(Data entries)
- Opening Delimiter -

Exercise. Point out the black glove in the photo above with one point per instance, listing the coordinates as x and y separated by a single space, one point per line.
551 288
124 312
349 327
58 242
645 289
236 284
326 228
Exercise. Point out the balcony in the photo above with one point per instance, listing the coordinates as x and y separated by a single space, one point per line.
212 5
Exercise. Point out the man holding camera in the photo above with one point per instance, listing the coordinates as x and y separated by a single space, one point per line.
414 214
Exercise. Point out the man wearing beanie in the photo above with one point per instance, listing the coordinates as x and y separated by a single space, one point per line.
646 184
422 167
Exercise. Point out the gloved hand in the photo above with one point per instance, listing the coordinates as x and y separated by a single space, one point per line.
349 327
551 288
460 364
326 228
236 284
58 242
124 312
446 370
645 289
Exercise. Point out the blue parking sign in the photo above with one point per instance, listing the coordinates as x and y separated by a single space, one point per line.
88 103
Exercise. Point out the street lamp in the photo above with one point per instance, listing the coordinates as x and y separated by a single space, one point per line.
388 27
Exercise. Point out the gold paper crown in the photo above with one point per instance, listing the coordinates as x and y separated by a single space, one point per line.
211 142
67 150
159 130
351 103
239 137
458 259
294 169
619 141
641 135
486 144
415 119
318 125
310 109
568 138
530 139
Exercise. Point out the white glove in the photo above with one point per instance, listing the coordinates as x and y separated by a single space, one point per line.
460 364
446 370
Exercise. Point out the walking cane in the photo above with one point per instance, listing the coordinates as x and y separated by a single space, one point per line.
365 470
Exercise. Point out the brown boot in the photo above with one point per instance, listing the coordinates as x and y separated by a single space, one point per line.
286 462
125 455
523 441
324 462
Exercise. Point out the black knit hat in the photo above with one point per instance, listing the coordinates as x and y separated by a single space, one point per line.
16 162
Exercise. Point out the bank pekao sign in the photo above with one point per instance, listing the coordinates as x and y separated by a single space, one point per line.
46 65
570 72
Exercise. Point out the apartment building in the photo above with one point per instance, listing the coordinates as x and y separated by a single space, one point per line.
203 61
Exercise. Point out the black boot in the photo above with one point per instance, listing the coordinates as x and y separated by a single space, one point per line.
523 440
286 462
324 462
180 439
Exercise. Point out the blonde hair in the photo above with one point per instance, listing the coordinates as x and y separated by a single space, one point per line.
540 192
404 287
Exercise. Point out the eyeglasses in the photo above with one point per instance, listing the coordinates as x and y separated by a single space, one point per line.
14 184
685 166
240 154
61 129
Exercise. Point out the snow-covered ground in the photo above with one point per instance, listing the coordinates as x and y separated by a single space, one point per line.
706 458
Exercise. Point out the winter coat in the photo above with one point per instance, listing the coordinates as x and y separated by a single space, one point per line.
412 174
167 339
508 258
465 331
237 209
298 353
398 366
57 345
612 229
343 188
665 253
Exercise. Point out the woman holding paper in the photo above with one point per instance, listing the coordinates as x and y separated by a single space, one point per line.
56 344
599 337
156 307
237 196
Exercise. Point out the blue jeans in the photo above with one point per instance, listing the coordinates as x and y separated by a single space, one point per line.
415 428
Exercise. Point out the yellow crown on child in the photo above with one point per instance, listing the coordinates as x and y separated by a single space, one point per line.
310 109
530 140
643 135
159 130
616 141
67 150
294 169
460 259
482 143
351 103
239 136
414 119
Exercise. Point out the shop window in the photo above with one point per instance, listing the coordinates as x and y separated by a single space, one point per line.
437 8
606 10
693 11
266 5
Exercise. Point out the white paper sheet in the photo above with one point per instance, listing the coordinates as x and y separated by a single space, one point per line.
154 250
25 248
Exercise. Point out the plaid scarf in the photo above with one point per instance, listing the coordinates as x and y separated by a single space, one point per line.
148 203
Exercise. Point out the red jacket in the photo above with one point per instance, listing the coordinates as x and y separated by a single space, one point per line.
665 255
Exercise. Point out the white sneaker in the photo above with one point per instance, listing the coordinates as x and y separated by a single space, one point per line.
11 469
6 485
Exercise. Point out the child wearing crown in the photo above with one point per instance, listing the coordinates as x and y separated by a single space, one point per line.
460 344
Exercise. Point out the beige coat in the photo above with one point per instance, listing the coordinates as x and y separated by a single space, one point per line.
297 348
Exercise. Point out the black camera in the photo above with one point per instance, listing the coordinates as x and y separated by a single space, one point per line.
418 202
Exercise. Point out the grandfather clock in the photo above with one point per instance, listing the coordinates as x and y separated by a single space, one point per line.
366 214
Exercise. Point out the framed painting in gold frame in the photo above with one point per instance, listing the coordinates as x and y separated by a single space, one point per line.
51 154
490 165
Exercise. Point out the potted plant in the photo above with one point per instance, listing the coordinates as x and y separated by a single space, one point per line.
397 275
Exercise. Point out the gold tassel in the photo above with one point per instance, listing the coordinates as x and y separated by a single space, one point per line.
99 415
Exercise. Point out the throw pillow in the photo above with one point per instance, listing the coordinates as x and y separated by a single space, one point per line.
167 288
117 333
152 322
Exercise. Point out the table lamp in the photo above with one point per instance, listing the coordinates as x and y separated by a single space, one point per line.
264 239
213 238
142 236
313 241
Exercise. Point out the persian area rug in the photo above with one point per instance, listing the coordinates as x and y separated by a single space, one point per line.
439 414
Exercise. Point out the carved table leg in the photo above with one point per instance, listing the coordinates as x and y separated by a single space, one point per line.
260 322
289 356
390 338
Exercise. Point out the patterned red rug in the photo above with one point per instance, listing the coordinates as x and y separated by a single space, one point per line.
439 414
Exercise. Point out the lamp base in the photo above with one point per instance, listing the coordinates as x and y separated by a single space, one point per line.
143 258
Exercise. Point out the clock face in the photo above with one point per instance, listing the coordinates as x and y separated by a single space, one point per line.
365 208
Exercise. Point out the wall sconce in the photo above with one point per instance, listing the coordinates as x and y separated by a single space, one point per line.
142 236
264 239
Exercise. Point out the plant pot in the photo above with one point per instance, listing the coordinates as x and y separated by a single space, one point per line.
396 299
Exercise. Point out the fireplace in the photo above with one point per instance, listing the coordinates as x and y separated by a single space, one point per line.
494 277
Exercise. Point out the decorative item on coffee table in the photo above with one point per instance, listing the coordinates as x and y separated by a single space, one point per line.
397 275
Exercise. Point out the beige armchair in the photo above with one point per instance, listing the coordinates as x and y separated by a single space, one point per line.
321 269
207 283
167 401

- Closing Delimiter -

Task to carry out: Transcribe the entries above exactly.

Task answer:
Exercise. Point out the black glove in the photo above with one point per instance, listing the coordinates as x and y separated by a single space, one point per line.
551 288
124 312
349 327
58 242
645 289
236 284
326 228
Exercise. Point out the balcony in the photo above with one point per instance, listing the coordinates as x and y separated by a single space, one point per line.
212 5
Exercise. Point out the man holding camera in the photo above with one point per instance, listing the coordinates as x and y separated by a single space, one point per line.
414 214
Exercise. Point out the man wearing beanie in the photo above with one point per instance, listing the coordinates as x and y separated by a single space, one point per line.
646 184
422 167
Exercise. Point out the gloved hand in the photo above with one point per instance, listing the coordinates as x and y separated by a single space, one point per line.
349 327
551 288
460 364
326 228
236 284
58 242
124 312
446 370
645 289
Exercise. Point out the blue parking sign in the photo above with one point per instance, listing the coordinates as x and y separated by a single space, one point per line.
88 103
Exercise. Point out the street lamp in the photo above with one point per instance, listing the coordinates as x and y separated by a single space, one point per line.
388 27
Exercise. Point out the gold paper crown in the photo above with one point per instance, listing the coordinates as x and y separated by a single space, one point per line.
211 142
67 150
159 130
351 103
239 137
458 259
294 169
619 141
641 135
486 144
415 119
318 125
310 109
568 138
530 139
Exercise. Point out the white glove in the photo above with one point per instance, listing the coordinates as x and y separated by a single space, one point per line.
460 364
446 370
Exercise. Point out the walking cane in the photo above with one point per instance, listing the coordinates as x and y separated by a single space, one point per line.
365 470
Exercise. Point out the brown boot in the photo above with one point per instance, listing the coordinates as x and y separated by a single space, one point per line.
286 462
125 455
523 441
324 462
Exercise. Point out the black knit hat in the photo above with one point per instance, listing the coordinates as x and y separated by a single space, one point per line.
16 162
Exercise. Point out the bank pekao sign in the photo above with one point per instance, listing the coordinates as x and y separated by a single space, one point per line.
46 65
570 72
Exercise. Point out the apartment building in the photo above with one point per instance, listing the coordinates as x and y separated by a single space, one point per line.
203 61
Exercise. Point out the black boot in the photo above with one point per instance, listing the coordinates as x and y separated by a single space, one point per line.
523 440
286 462
324 462
180 439
Exercise. Point out the blonde hair in the photo above with one point per instance, listing the coordinates as x and y separated by a single space, one point per line.
540 192
404 287
Exercise. Point out the eyeglasses in the photo above with one point per instance, listing the coordinates as x and y separated by a single space, one point per line.
14 184
685 166
240 154
61 129
Exercise. Point out the snow-covered ground in the photo above with one point per instance, listing the coordinates as x and y separated by a single space, one point per line.
706 458
Exercise. Point out the winter coat in the photo above with one point per instance, listing the coordinates as x and y separated by a single space, one point per line.
412 174
167 339
508 258
465 331
237 209
298 353
398 366
57 345
612 229
343 188
665 253
Exercise. Point out the woman holding paper in the photo above with one point per instance, listing the coordinates as x and y separated by a single space, one point per line.
56 344
599 337
156 307
237 196
Exercise. Point out the blue jeans in the photo above with one point per instance, listing the coordinates as x and y separated by a single space, one point per line.
415 428
Exercise. Point out the yellow crown on child in the photo above with one point per instance, listing the coordinates as x and y separated by a single space, one point per line.
310 109
530 140
643 135
159 130
616 141
67 150
294 169
460 259
482 143
351 103
239 136
414 119
Exercise. Point out the shop window in the photo above with one point per instance, listing the coordinates as x and y separated by a single space, one point per line.
437 8
606 10
693 11
266 5
Exercise. Point out the white paper sheet in the photo above with one point per instance, listing the coordinates as x and y separated by a single space, one point per line.
154 250
25 248
Exercise. Point out the plaid scarf in the photo above with one point per instance, listing the coordinates as x and y separated by a single space, one point per line.
148 203
Exercise. Point out the red jacket in the photo above with one point per instance, listing the coordinates as x and y separated by a single space, one point per line.
665 255
Exercise. Point out the white sneaker in the photo above with one point per instance, listing the coordinates as x and y separated by a single space, one point per line.
11 469
6 485
Exercise. Point out the child wearing crown in the photo above with one point per instance, listing the coordinates as x and y separated by a single space, one point per line.
460 344
Exercise. Point out the beige coat in the photo above with one point per instance, listing the coordinates as x and y separated by a single space, one point per line.
297 348
Exercise. Point out the black camera in the photo above with one point per instance, listing the coordinates as x and y separated by a single space, one point per line.
418 202
Exercise. Point out the grandfather clock in the photo above with one point per instance, listing the coordinates as x and y separated by a single space, one point per line.
366 214
Exercise. Point out the framed painting in gold frame in the photo above with one point per instance, listing the coordinates as x and y separated by a single space, one point per line.
51 154
490 165
Exercise. Point out the potted plant in the photo above with one point per instance, listing the coordinates as x and y separated by a single space, one point per line.
397 275
Exercise. Point out the gold tassel in the photo above with one point per instance, listing the coordinates as x and y separated by a single space, one point per line.
99 415
Exercise. Point out the throw pillow in the photo above with one point per instance, listing the coordinates as x and y separated by a single space, one point per line.
167 288
117 333
152 322
Exercise. Point out the table lamp in the photo above with one point per instance, listing the coordinates as x and y separated by a single space, one point per line.
264 239
213 238
142 236
313 241
Exercise. Point out the persian area rug in the photo above with one point per instance, listing the coordinates as x and y separated by a single space, one point per line.
439 414
Exercise. Point out the carved table leg in the photo above with one point per instance, listing the coordinates as x and y separated by a single space, one point per line.
260 322
289 356
390 338
Exercise. Point out the patterned red rug in the photo above with one point per instance, listing the coordinates as x and y separated by a single space, one point per line.
439 414
Exercise. Point out the lamp base in the photo above with one point per instance, listing the coordinates as x and y separated by a single space, one point per line.
143 258
Exercise. Point out the clock face in the photo above with one point per instance, listing the coordinates as x and y separated by a single space, one point per line.
365 208
Exercise. Point out the wall sconce in the photo above with one point per instance, listing the coordinates as x and y separated by a single space, one point per line.
142 236
264 239
Exercise. Point out the plant pot in the photo above with one point per instance, listing the coordinates as x and y separated by a single space, one point per line.
396 299
Exercise. Point out the fireplace in the photo above with one point per instance, listing the coordinates as x and y separated by a single space, one point per line.
494 277
Exercise. Point out the decorative item on coffee table in the photo above with one point per instance, listing the coordinates as x and y separated by a single space, one point per line.
397 275
Exercise. Point out the beige armchair in the photo above with one point per instance, listing the coordinates as x and y separated by a single space, one point per line.
321 269
207 283
167 401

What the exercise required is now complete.